* _TASKS AND EXERCISES_:
1. According to the HomeBASE trial summary, why was a trial of community health worker home visits for adults with uncontrolled asthma needed?
2. Repeat the part of the HomeBASE trial summary between "Community Health Worker Home" and "King County, Washington.", inclusive.

* _SOURCE EXTRACT_:
##########

Accelerating Best Practices in Peer Support Around the World

CHW Home Visits for Adults With Uncontrolled Asthma: The HomeBASE Trial

JAMA Intern Med. 2015 Jan 1;175(1):109-17. [Pubmed Abstract]

Community Health Worker Home Visits for Adults With Uncontrolled Asthma: The HomeBASE Trial Randomized Clinical Trial
Krieger J, Song L, Philby M

Asthma is often poorly controlled. Home visitation by community health workers (CHWs) to improve control among adults has not been adequately evaluated.

To test the hypothesis that CHW home visits for adults with uncontrolled asthma improve outcomes relative to usual care.

Design, Setting, and Participants
Randomized parallel group study with 1-year follow-up, conducted 2008 through 2011 at homes of low-income adults aged 18 to 65 years with uncontrolled asthma living in King County, Washington.

The CHWs provided a mean of 4.9 home visits during a 1-year period to assess asthma control, self-management, and home environment and to support asthma self-management practices.

Main Outcomes and Measures
Primary prespecified outcomes were symptom-free days (number of 24-hour periods in prior 2 weeks without asthma symptoms), asthma-related quality of life (Mini Asthma Quality of Life Questionnaire), and asthma-related unscheduled health care use.

##########

* _DATA PROVIDED_:
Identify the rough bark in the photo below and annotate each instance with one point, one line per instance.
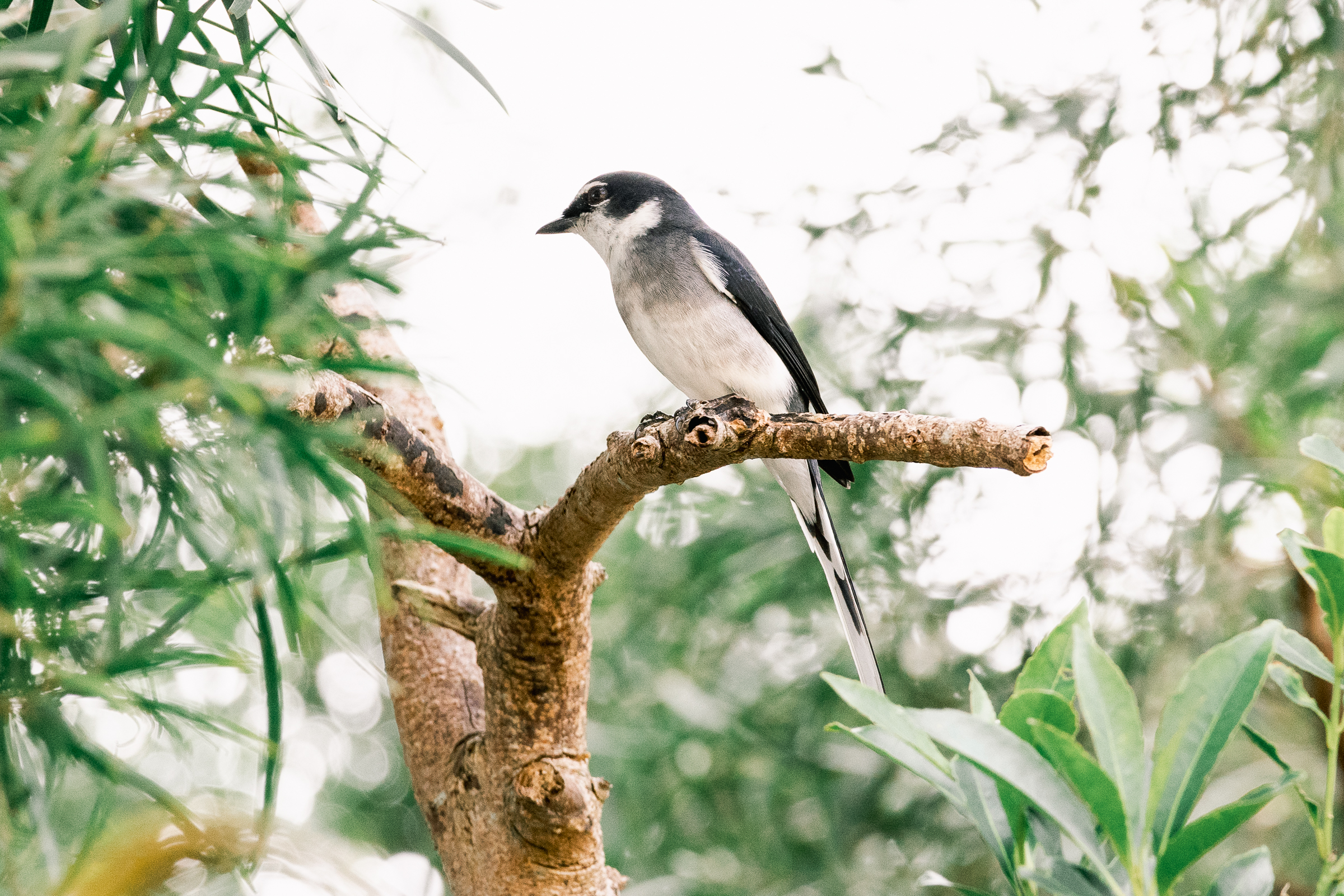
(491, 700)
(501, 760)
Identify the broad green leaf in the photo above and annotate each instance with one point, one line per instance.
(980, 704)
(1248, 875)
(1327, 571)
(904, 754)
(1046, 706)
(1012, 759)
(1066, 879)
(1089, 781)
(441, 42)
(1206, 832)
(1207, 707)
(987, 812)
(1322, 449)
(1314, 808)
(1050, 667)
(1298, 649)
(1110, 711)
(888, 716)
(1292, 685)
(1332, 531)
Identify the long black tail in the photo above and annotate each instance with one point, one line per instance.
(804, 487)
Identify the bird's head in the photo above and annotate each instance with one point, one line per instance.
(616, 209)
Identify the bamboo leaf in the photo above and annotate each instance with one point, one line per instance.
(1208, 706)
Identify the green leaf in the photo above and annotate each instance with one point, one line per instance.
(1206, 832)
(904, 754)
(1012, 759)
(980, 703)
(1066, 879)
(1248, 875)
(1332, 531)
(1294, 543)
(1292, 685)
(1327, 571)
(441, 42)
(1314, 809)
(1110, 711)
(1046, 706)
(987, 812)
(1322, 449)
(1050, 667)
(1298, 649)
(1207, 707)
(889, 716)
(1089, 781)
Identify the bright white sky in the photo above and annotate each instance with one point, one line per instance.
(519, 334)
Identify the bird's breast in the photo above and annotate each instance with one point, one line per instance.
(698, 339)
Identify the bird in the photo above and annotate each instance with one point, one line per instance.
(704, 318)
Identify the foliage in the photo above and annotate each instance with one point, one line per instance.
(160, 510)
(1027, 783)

##########

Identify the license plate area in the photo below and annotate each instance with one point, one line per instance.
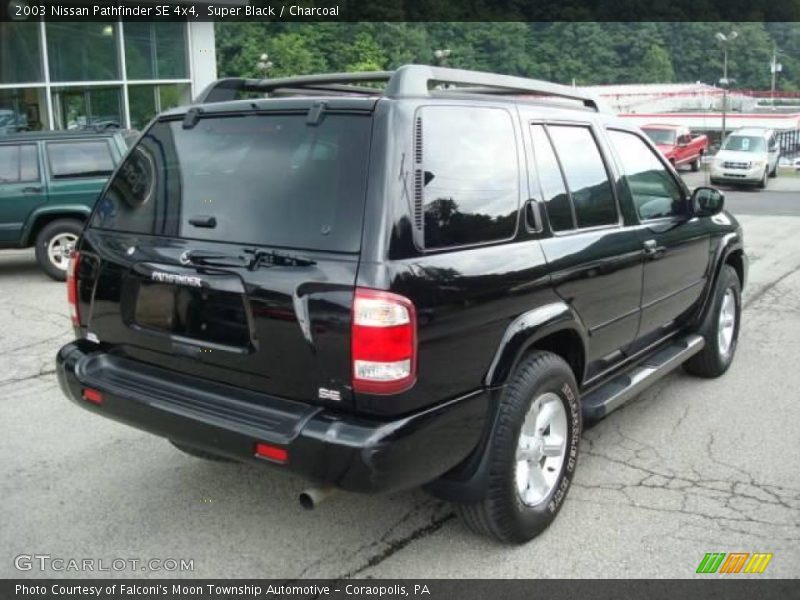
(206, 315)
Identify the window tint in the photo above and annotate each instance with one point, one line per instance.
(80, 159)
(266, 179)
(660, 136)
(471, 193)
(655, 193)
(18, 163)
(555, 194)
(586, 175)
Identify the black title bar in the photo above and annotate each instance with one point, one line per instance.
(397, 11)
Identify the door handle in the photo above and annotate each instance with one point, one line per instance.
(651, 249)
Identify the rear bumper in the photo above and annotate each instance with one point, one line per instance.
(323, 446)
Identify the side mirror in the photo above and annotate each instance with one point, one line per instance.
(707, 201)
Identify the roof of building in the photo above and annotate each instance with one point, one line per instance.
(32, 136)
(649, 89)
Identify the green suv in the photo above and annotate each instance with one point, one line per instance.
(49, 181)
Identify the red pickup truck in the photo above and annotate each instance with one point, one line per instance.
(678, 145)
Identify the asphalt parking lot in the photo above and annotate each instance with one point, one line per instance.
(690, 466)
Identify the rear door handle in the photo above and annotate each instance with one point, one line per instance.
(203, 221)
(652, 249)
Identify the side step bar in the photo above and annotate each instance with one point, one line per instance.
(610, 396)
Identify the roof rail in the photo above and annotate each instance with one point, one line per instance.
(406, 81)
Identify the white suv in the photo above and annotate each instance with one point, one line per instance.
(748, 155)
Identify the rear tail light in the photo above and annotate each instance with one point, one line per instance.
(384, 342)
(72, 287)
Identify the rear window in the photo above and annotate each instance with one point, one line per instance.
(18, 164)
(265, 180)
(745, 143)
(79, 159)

##########

* _RESULTS BY TASK_:
1. Asthma is often poorly controlled, and home visits by community health workers to improve asthma control in adults had not been adequately evaluated.

2.
Community Health Worker Home Visits for Adults With Uncontrolled Asthma: The HomeBASE Trial Randomized Clinical Trial
Krieger J, Song L, Philby M

Asthma is often poorly controlled. Home visitation by community health workers (CHWs) to improve control among adults has not been adequately evaluated.

To test the hypothesis that CHW home visits for adults with uncontrolled asthma improve outcomes relative to usual care.

Design, Setting, and Participants
Randomized parallel group study with 1-year follow-up, conducted 2008 through 2011 at homes of low-income adults aged 18 to 65 years with uncontrolled asthma living in King County, Washington.